-- start of INPUT RECORDS --

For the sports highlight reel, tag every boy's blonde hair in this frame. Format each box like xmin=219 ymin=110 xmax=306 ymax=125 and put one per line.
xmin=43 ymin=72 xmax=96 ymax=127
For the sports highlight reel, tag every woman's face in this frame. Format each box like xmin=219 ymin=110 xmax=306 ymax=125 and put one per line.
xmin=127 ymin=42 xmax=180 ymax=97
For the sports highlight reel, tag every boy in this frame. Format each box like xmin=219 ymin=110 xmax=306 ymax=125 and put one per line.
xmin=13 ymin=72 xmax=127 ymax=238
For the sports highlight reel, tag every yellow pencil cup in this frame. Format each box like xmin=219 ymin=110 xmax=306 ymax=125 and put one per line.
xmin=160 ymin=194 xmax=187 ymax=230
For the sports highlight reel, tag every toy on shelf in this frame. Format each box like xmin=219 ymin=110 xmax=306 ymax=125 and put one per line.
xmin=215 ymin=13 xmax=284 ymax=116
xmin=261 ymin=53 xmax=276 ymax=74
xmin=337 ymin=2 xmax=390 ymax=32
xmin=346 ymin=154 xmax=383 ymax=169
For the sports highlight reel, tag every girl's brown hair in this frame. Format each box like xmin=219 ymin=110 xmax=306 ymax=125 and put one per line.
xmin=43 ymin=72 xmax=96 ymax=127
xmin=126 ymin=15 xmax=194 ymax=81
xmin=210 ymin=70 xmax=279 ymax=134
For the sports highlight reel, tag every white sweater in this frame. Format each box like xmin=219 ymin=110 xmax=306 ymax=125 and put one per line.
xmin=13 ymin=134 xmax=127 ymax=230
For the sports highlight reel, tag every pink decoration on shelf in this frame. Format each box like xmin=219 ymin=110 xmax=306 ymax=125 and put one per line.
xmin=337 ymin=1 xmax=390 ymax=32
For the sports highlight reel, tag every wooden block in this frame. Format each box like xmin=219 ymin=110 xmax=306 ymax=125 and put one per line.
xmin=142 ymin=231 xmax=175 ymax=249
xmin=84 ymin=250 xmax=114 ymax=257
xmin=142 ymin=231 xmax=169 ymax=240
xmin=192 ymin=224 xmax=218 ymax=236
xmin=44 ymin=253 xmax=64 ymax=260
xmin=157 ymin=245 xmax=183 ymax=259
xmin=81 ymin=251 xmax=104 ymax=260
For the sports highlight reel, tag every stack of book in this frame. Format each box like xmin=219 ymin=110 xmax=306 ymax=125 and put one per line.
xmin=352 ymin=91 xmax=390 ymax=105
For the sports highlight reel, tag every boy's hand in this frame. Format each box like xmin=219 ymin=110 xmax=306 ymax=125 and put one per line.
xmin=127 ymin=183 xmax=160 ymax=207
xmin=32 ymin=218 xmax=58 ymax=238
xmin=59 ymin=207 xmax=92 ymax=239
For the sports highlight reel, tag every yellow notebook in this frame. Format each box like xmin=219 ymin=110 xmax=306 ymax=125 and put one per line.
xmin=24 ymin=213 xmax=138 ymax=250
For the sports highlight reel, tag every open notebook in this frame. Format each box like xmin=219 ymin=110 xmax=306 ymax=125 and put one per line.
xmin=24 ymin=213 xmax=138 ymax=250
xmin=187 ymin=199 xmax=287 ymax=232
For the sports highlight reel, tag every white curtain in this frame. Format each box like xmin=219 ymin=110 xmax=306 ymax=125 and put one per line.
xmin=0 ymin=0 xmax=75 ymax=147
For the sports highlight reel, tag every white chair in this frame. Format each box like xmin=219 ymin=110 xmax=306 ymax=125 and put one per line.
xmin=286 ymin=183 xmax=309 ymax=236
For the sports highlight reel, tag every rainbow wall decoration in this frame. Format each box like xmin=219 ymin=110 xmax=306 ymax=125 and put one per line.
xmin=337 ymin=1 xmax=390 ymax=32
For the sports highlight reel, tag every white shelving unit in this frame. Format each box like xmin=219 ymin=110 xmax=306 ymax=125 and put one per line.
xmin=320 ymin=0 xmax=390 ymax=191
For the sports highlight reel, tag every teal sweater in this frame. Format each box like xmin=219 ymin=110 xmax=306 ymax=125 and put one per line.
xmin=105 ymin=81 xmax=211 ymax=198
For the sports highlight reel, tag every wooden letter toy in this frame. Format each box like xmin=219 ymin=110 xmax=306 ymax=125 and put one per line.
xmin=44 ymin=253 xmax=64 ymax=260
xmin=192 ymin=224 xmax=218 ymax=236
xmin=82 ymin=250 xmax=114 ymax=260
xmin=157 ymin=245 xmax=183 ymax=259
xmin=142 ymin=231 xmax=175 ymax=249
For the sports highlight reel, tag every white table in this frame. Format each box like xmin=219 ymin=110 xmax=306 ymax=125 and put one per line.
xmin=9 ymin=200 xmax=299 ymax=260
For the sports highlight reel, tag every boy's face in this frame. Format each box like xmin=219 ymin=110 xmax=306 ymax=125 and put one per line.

-- end of INPUT RECORDS --

**DIRECTIONS:** Render all of the material above as a numbered list with each line as its own item, omitting blank lines.

**RESULT OF THE EXERCISE:**
1. For the sports highlight reel, tag every boy's blonde hair in this frame. Format each box like xmin=219 ymin=110 xmax=306 ymax=125 and put one per line.
2. xmin=43 ymin=72 xmax=96 ymax=127
3. For the sports highlight reel, tag every woman's face in this frame. Format each box like xmin=219 ymin=110 xmax=306 ymax=125 and put one per line.
4. xmin=127 ymin=42 xmax=180 ymax=97
5. For the sports highlight reel, tag every boy in this frame. Format each box like xmin=219 ymin=110 xmax=306 ymax=125 and put one per line.
6. xmin=13 ymin=72 xmax=127 ymax=238
7. For the sports highlight reel, tag every yellow pencil cup in this frame. Format each box like xmin=219 ymin=110 xmax=306 ymax=125 and put one per line.
8. xmin=160 ymin=194 xmax=187 ymax=230
9. For the sports highlight reel, tag every toy on shelf in this frame. Format each box like xmin=219 ymin=110 xmax=306 ymax=125 and put one per line.
10. xmin=215 ymin=13 xmax=284 ymax=116
11. xmin=261 ymin=53 xmax=276 ymax=74
12. xmin=337 ymin=2 xmax=390 ymax=32
13. xmin=346 ymin=154 xmax=383 ymax=169
14. For the sports highlight reel, tag every girl's brown hair in this frame. Format each box like xmin=219 ymin=110 xmax=306 ymax=125 and put one per line.
15. xmin=43 ymin=72 xmax=96 ymax=127
16. xmin=126 ymin=15 xmax=194 ymax=81
17. xmin=210 ymin=70 xmax=279 ymax=134
18. For the sports highlight reel, tag every white sweater in this frame. Format each box like xmin=219 ymin=110 xmax=306 ymax=125 and put one per line.
19. xmin=13 ymin=134 xmax=127 ymax=230
20. For the sports highlight reel, tag every pink decoration on shelf in this frame. Format each box like xmin=219 ymin=110 xmax=306 ymax=125 and put one per line.
21. xmin=337 ymin=1 xmax=390 ymax=32
22. For the sports highlight reel, tag every wooden block in this frame. Format each box like xmin=219 ymin=110 xmax=306 ymax=125 and put one per line.
23. xmin=142 ymin=231 xmax=175 ymax=249
24. xmin=84 ymin=250 xmax=114 ymax=257
25. xmin=142 ymin=231 xmax=169 ymax=240
26. xmin=192 ymin=224 xmax=218 ymax=236
27. xmin=44 ymin=253 xmax=64 ymax=260
28. xmin=157 ymin=245 xmax=183 ymax=259
29. xmin=81 ymin=251 xmax=104 ymax=260
30. For the sports highlight reel, tag every stack of book in this frame. Format each box like xmin=219 ymin=110 xmax=306 ymax=125 and put one per line.
31. xmin=352 ymin=91 xmax=390 ymax=105
32. For the sports highlight reel, tag every boy's hand in this frame. Format each box like xmin=219 ymin=110 xmax=306 ymax=125 and put one per line.
33. xmin=127 ymin=183 xmax=160 ymax=207
34. xmin=32 ymin=218 xmax=58 ymax=238
35. xmin=59 ymin=207 xmax=92 ymax=239
36. For the sports highlight reel, tag every yellow notebook in this frame. Format each box like xmin=219 ymin=110 xmax=306 ymax=125 and put one per line.
37. xmin=24 ymin=213 xmax=138 ymax=250
38. For the sports highlight reel, tag every open notebook in this frame. Format each box like xmin=219 ymin=110 xmax=306 ymax=125 and put one per line.
39. xmin=24 ymin=213 xmax=138 ymax=250
40. xmin=187 ymin=199 xmax=287 ymax=232
41. For the sports highlight reel, tag every white curtain in this frame. Format each box like xmin=219 ymin=110 xmax=306 ymax=125 and put one per line.
42. xmin=0 ymin=0 xmax=75 ymax=147
43. For the sports highlight reel, tag every white chair in this frame. Format each box like xmin=219 ymin=110 xmax=306 ymax=125 and put one per line.
44. xmin=286 ymin=183 xmax=309 ymax=236
45. For the sports highlight reel, tag every rainbow wall decoration in this frame. Format each box like xmin=219 ymin=110 xmax=306 ymax=125 and put one per line.
46. xmin=337 ymin=1 xmax=390 ymax=32
47. For the sports highlight reel, tag every white shelving unit in this frame. Format each box like xmin=219 ymin=110 xmax=306 ymax=125 and put one per line.
48. xmin=320 ymin=0 xmax=390 ymax=191
49. For the sports highlight reel, tag every teal sweater in this frame. Format each box like xmin=219 ymin=110 xmax=306 ymax=125 and put one per line.
50. xmin=105 ymin=81 xmax=211 ymax=198
51. For the sports highlight reel, tag every wooden letter toy in this frame. Format each box like xmin=219 ymin=110 xmax=306 ymax=125 and put one per line.
52. xmin=44 ymin=253 xmax=64 ymax=260
53. xmin=192 ymin=224 xmax=218 ymax=236
54. xmin=82 ymin=250 xmax=114 ymax=260
55. xmin=157 ymin=245 xmax=183 ymax=259
56. xmin=142 ymin=231 xmax=175 ymax=249
57. For the sports highlight reel, tag every white table in this frame. Format each box like xmin=219 ymin=110 xmax=306 ymax=125 and put one per line.
58. xmin=9 ymin=200 xmax=299 ymax=260
59. For the sports highlight reel, tag every boy's face in this frame. Format each box like xmin=219 ymin=110 xmax=306 ymax=125 and put one per line.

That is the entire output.